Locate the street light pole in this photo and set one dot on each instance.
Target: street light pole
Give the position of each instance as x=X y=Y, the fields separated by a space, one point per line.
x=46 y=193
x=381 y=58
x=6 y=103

--

→ SET TASK:
Rewrite the rows above with every "street light pole" replaced by "lamppost", leaving everything else untouched.

→ REPLY:
Locate the lamppost in this photo and set one dot on each instance.
Target: lamppost
Give the position of each instance as x=X y=Y, the fields separated by a space, one point per line.
x=46 y=193
x=381 y=58
x=6 y=103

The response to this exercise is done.